DOCUMENT EXTRACT:
------
Of course, that relationship isn’t set in stone; a student’s performance on a midterm exam doesn’t cement their performance on the final! A student might use a poor result on the midterm as motivation to study more for the final. A student with a really good grade on the midterm might be overconfident going into the final and as a result won’t prepare adequately.

The statistical method of *regression* can find a formula that does the best job of predicting a score on the final exam based on the student’s score on the midterm as well as give a measure of the confidence of that prediction! In this section, we’ll discover how to use regression to make these predictions. First, though, we need to lay some graphical groundwork.

# Relationships between Quantitative Datasets

Before we can evaluate a relationship between two datasets, we must first decide if we feel that one might depend on the other. In our exam example, it is appropriate to say that the score on the final depends on the score on the midterm rather than the other way around: if the midterm depended on the final, then we’d need to know the final score *first*, which doesn’t make sense.
------
Dataset records:

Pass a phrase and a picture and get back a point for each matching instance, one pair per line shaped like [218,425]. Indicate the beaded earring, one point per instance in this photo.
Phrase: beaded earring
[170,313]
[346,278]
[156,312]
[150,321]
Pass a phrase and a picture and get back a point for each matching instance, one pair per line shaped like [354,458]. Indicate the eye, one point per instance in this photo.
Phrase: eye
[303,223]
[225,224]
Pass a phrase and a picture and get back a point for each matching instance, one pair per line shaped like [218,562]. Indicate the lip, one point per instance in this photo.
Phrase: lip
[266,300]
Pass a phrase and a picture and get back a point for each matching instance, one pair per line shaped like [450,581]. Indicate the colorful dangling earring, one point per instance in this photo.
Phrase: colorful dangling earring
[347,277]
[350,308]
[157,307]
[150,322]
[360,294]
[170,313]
------
SET TASK 1:
Could you reproduce the regression passage word for word, beginning at the words "The statistical method" and stopping after "some graphical groundwork."?
SET TASK 2:
Can you output every line of the dataset entries as a JSON list of strings, one string per line, with blank lines omitted?

EXERCISE RESULT 1:
The statistical method of *regression* can find a formula that does the best job of predicting a score on the final exam based on the student’s score on the midterm as well as give a measure of the confidence of that prediction! In this section, we’ll discover how to use regression to make these predictions. First, though, we need to lay some graphical groundwork.

EXERCISE RESULT 2:
[
  "Pass a phrase and a picture and get back a point for each matching instance, one pair per line shaped like [218,425]. Indicate the beaded earring, one point per instance in this photo.",
  "Phrase: beaded earring",
  "[170,313]",
  "[346,278]",
  "[156,312]",
  "[150,321]",
  "Pass a phrase and a picture and get back a point for each matching instance, one pair per line shaped like [354,458]. Indicate the eye, one point per instance in this photo.",
  "Phrase: eye",
  "[303,223]",
  "[225,224]",
  "Pass a phrase and a picture and get back a point for each matching instance, one pair per line shaped like [218,562]. Indicate the lip, one point per instance in this photo.",
  "Phrase: lip",
  "[266,300]",
  "Pass a phrase and a picture and get back a point for each matching instance, one pair per line shaped like [450,581]. Indicate the colorful dangling earring, one point per instance in this photo.",
  "Phrase: colorful dangling earring",
  "[347,277]",
  "[350,308]",
  "[157,307]",
  "[150,322]",
  "[360,294]",
  "[170,313]"
]